▶ [Task statement]: Locate each of the rows below that contains the word "bicycle", and copy every such line.

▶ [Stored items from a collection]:
----------------------------------------

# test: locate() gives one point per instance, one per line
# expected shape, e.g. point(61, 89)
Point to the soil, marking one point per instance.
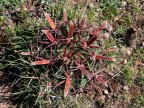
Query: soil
point(5, 92)
point(119, 94)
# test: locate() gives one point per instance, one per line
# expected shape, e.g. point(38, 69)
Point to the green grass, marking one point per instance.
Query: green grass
point(23, 33)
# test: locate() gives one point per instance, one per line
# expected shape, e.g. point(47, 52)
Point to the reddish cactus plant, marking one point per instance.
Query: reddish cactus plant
point(68, 49)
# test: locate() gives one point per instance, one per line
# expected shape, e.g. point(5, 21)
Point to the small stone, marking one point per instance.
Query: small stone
point(125, 61)
point(105, 92)
point(125, 88)
point(128, 52)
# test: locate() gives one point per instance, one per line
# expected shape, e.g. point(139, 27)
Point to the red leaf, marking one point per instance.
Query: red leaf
point(50, 20)
point(102, 81)
point(100, 57)
point(41, 62)
point(67, 86)
point(65, 16)
point(71, 30)
point(99, 29)
point(49, 36)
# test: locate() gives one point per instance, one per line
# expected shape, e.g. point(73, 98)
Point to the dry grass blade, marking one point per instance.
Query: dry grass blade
point(71, 30)
point(50, 20)
point(67, 86)
point(41, 62)
point(49, 36)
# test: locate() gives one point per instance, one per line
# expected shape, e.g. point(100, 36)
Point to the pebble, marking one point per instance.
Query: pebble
point(105, 92)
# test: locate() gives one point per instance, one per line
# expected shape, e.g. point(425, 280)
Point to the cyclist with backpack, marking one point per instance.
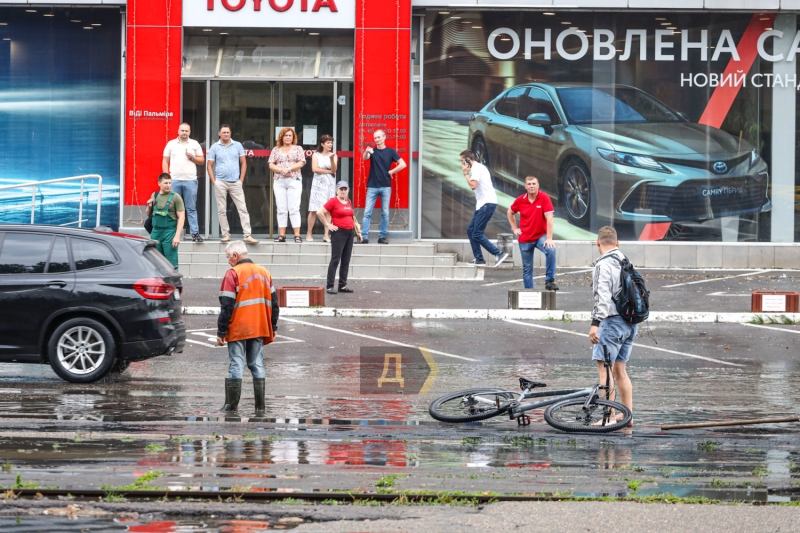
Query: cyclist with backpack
point(620, 303)
point(168, 215)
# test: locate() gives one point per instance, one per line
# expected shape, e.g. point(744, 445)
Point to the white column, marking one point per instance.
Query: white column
point(783, 135)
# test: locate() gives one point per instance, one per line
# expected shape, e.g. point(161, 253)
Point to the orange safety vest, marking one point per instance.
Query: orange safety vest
point(252, 313)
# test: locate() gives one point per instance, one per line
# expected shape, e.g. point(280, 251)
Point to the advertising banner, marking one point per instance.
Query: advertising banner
point(269, 13)
point(60, 98)
point(381, 100)
point(153, 93)
point(660, 125)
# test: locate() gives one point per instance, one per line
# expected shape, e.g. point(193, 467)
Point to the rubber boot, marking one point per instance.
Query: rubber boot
point(258, 392)
point(233, 391)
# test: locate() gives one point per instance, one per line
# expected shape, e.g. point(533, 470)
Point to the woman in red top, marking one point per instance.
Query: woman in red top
point(337, 215)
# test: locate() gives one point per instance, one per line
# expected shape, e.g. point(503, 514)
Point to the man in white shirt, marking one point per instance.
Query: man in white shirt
point(480, 181)
point(180, 159)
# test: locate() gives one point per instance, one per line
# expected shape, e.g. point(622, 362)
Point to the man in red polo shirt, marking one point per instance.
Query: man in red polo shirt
point(535, 231)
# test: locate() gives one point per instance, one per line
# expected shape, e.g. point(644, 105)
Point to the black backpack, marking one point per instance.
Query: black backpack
point(633, 300)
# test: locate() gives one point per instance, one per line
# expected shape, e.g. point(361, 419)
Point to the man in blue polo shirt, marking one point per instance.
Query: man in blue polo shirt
point(227, 166)
point(379, 183)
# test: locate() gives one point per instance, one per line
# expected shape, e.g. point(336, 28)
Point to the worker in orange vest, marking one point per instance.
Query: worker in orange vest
point(247, 321)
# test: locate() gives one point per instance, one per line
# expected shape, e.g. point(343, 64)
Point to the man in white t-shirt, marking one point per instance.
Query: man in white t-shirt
point(480, 181)
point(180, 160)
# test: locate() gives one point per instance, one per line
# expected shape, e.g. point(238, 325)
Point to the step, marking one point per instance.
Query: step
point(323, 258)
point(267, 246)
point(357, 271)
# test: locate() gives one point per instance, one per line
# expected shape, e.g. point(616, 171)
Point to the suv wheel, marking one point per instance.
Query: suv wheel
point(577, 192)
point(81, 350)
point(481, 151)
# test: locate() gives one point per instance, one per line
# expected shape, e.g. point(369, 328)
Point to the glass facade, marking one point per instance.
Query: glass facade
point(666, 126)
point(60, 106)
point(283, 54)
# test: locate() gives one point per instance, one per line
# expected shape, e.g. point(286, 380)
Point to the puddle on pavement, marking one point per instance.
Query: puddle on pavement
point(328, 392)
point(712, 470)
point(86, 523)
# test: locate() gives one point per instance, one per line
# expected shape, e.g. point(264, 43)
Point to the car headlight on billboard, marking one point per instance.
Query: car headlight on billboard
point(633, 160)
point(754, 158)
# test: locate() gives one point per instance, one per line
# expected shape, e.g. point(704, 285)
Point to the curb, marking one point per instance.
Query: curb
point(517, 314)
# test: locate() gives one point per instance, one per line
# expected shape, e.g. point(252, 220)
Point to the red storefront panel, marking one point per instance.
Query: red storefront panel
point(153, 91)
point(382, 84)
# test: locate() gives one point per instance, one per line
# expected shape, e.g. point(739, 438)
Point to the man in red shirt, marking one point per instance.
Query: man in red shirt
point(535, 231)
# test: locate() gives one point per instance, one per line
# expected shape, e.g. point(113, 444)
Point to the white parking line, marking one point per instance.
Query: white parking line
point(585, 335)
point(771, 327)
point(721, 293)
point(376, 338)
point(518, 280)
point(753, 273)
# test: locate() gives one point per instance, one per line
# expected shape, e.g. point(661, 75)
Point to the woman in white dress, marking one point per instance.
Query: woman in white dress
point(324, 163)
point(285, 161)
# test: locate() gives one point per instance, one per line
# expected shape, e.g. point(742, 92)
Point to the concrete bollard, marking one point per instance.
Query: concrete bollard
point(531, 299)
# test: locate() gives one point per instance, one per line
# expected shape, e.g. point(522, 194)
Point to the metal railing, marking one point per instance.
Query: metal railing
point(36, 184)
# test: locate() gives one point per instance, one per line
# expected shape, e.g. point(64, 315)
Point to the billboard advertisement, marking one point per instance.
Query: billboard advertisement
point(60, 98)
point(659, 124)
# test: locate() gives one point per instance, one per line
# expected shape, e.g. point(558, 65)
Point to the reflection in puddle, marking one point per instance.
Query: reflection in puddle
point(327, 391)
point(89, 521)
point(264, 464)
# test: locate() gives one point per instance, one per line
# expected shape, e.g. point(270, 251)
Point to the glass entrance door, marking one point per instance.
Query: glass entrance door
point(256, 112)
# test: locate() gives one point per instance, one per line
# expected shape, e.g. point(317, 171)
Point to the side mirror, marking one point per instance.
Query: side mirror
point(539, 119)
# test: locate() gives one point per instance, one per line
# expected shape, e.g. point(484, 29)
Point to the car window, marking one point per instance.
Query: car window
point(159, 261)
point(620, 105)
point(537, 101)
point(508, 105)
point(59, 258)
point(25, 253)
point(91, 254)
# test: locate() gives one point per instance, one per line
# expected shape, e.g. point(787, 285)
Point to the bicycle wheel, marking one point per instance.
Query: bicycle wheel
point(471, 405)
point(570, 415)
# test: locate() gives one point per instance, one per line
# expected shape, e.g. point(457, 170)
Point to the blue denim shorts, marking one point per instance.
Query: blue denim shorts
point(618, 336)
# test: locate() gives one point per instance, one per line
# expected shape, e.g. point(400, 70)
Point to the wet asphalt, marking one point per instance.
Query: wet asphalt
point(322, 432)
point(721, 291)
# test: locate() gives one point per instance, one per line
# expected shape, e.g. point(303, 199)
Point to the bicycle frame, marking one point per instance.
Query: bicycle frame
point(516, 410)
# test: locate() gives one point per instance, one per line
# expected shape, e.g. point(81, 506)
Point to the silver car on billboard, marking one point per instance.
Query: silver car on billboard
point(617, 153)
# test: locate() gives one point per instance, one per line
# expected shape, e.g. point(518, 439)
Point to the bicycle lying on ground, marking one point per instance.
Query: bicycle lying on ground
point(573, 410)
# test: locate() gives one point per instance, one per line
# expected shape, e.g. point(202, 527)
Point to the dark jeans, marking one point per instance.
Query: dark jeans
point(341, 250)
point(475, 232)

----------------------------------------

▶ [The result]:
Point to the bicycle wheel, marking one point per instance.
Query: bicycle wheel
Point to the bicycle frame, marking one point per instance.
Query: bicycle frame
Point to the bicycle lying on ground, marking one point per instance.
Query: bicycle lying on ground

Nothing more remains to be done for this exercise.